▸ TASK STATEMENT
Check each line of the material below for the string "this" and reply with how many have it, nothing more.

▸ SUPPLIED RECORDS
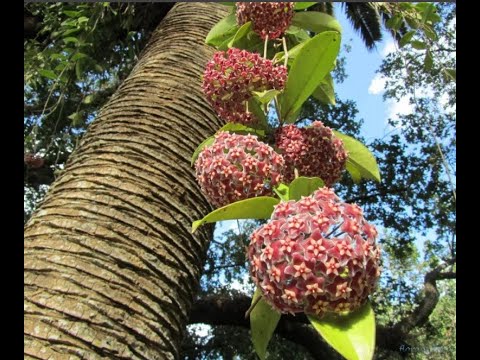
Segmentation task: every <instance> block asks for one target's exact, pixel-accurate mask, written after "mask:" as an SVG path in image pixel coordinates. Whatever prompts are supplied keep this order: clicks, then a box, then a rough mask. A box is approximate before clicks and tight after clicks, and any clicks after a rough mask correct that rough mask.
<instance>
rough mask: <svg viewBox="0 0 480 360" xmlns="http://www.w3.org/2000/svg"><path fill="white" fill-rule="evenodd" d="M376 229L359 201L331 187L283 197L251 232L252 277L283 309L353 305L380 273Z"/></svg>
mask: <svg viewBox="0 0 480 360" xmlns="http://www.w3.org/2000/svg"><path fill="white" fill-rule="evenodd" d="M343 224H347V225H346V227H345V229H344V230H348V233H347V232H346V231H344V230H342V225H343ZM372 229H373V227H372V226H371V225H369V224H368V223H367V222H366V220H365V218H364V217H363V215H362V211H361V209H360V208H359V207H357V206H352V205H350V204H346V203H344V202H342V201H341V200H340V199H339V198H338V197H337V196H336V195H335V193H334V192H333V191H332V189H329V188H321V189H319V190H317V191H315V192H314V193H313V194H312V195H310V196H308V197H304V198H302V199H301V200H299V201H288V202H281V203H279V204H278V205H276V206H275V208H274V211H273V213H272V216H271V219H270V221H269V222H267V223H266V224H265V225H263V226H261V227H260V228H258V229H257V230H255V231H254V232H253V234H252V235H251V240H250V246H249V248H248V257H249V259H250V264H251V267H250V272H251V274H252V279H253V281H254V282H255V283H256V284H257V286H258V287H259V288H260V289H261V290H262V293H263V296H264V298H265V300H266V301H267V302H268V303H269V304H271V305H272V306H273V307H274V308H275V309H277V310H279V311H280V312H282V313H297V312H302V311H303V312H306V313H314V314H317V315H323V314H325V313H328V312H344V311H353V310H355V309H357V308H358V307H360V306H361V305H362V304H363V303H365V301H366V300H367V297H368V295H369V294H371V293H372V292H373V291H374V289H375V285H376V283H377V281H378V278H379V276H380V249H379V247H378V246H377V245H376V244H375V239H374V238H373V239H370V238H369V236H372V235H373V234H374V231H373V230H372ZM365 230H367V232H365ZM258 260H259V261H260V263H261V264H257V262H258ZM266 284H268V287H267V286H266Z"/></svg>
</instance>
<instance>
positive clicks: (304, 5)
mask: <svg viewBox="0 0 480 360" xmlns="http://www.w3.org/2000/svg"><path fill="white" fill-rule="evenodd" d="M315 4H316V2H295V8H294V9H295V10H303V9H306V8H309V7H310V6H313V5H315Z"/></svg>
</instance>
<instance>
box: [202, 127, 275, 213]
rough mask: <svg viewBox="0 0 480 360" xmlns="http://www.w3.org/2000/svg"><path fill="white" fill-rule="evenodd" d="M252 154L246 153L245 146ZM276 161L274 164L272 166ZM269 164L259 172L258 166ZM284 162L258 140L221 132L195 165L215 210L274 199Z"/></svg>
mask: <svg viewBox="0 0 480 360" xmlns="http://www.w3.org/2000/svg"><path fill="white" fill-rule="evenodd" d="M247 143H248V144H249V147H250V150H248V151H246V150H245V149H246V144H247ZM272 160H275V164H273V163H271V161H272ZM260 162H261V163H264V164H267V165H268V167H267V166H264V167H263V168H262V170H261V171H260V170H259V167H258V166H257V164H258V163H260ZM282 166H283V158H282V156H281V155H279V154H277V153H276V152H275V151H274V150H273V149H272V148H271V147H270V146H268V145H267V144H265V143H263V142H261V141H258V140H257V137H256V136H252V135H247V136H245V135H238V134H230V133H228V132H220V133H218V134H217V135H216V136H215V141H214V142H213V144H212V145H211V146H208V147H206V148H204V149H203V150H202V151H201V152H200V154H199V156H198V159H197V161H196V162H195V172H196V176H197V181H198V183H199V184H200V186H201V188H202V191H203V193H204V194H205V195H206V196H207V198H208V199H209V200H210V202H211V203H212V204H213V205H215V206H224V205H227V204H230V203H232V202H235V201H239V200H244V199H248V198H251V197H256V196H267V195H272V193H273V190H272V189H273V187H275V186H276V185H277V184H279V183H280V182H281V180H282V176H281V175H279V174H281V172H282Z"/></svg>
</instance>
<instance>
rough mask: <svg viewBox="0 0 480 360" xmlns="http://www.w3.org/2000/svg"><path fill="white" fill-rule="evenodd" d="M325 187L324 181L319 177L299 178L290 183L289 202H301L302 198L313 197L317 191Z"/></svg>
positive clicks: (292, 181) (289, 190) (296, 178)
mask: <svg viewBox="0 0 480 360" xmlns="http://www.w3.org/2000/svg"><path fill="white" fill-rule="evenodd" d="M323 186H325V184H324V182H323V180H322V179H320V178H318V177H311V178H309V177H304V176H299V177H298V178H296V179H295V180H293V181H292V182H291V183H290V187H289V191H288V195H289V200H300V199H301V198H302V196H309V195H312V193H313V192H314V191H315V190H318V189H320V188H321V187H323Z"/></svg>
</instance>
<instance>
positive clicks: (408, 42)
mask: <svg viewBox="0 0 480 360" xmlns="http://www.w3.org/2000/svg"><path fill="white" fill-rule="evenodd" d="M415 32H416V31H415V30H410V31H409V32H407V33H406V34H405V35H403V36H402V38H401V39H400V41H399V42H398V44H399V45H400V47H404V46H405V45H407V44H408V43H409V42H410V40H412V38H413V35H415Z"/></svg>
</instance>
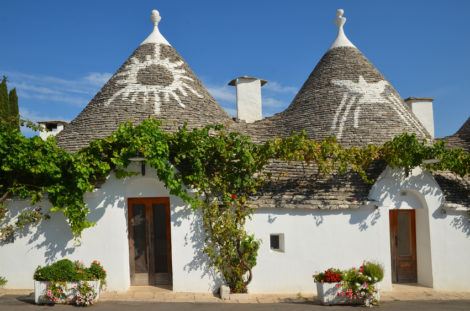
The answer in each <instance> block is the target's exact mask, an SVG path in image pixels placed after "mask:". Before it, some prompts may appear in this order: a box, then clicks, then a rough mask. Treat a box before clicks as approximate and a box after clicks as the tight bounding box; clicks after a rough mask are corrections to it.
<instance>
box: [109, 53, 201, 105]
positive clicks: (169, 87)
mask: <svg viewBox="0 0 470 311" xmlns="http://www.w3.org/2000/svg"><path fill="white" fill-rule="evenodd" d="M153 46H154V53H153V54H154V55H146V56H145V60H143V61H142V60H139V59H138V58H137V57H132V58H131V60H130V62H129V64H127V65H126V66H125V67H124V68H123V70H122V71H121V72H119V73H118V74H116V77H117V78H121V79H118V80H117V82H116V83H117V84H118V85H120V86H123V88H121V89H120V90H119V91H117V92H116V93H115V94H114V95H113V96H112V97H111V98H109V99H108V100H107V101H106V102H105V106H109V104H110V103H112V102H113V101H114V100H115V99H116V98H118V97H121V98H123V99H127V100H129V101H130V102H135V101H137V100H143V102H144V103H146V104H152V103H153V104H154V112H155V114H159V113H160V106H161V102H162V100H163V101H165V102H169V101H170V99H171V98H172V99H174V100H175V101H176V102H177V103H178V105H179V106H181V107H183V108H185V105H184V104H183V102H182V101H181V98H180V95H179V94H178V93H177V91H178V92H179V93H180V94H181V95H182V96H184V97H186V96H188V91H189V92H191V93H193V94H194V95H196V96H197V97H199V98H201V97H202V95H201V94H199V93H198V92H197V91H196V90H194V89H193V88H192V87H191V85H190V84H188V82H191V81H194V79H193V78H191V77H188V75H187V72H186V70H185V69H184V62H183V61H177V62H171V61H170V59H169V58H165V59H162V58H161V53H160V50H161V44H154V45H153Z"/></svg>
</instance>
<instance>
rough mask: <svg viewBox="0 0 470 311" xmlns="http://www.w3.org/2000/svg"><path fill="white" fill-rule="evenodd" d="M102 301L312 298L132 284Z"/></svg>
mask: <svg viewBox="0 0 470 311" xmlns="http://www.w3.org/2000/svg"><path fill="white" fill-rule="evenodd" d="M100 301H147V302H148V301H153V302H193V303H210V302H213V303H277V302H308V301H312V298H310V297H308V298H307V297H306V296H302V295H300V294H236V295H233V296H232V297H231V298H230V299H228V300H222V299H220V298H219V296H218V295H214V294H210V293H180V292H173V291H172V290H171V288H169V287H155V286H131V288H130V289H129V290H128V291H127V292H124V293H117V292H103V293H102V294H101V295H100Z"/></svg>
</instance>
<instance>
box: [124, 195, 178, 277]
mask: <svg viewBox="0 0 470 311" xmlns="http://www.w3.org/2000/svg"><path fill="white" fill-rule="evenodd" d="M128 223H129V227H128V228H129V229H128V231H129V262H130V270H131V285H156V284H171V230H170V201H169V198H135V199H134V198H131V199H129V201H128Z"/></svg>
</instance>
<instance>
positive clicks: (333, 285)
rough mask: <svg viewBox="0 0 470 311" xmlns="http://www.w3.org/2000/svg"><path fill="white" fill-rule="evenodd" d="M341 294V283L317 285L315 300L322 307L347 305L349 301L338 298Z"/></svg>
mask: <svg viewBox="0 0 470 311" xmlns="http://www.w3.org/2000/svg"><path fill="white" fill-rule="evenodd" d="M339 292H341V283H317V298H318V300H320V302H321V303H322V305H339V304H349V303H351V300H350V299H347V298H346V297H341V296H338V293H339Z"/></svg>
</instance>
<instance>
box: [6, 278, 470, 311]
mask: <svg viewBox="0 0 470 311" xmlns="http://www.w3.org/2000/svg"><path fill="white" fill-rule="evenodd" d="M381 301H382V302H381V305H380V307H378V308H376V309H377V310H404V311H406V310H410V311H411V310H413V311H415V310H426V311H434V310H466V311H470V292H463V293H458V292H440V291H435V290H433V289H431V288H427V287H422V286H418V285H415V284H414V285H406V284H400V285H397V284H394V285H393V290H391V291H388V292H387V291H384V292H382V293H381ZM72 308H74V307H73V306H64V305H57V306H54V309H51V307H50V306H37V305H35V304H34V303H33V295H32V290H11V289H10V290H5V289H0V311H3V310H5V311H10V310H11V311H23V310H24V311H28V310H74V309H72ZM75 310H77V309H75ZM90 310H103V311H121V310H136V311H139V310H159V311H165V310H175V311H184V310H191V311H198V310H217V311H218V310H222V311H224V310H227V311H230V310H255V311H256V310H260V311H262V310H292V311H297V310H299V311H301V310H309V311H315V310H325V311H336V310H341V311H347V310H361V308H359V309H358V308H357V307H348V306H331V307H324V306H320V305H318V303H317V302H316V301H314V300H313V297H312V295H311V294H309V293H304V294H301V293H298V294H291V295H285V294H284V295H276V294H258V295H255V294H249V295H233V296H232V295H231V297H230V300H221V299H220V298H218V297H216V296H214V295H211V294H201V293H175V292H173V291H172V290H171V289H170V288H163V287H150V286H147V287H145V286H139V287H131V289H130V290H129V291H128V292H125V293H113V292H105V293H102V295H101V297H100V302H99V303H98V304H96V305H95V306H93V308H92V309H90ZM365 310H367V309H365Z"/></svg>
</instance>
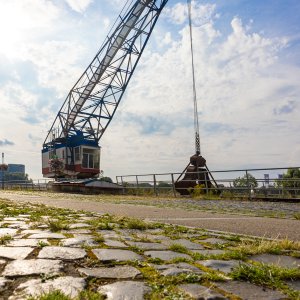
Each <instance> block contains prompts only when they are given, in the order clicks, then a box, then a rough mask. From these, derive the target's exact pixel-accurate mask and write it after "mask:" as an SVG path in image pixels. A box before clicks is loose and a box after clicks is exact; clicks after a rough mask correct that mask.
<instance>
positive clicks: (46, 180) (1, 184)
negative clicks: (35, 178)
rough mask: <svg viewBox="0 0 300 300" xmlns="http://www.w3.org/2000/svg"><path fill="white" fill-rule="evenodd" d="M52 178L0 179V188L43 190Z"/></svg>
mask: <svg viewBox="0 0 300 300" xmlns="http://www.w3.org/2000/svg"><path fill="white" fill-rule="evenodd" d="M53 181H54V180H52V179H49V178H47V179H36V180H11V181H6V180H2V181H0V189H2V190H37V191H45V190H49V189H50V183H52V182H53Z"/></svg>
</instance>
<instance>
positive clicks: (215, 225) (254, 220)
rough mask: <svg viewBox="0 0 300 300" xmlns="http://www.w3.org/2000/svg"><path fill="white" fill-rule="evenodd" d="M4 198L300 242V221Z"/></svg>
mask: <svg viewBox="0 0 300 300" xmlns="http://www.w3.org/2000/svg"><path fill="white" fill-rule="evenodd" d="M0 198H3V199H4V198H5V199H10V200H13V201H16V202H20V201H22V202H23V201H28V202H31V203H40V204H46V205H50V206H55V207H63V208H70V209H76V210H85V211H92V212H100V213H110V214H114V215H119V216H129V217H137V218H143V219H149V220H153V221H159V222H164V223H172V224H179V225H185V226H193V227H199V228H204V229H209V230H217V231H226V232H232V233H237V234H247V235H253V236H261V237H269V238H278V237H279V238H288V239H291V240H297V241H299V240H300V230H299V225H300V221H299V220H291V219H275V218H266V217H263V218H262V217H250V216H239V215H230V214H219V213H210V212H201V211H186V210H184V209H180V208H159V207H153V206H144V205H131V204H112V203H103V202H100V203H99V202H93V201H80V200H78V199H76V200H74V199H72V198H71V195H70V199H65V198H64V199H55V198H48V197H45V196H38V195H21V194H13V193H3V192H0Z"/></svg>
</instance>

▸ TASK RESULT
2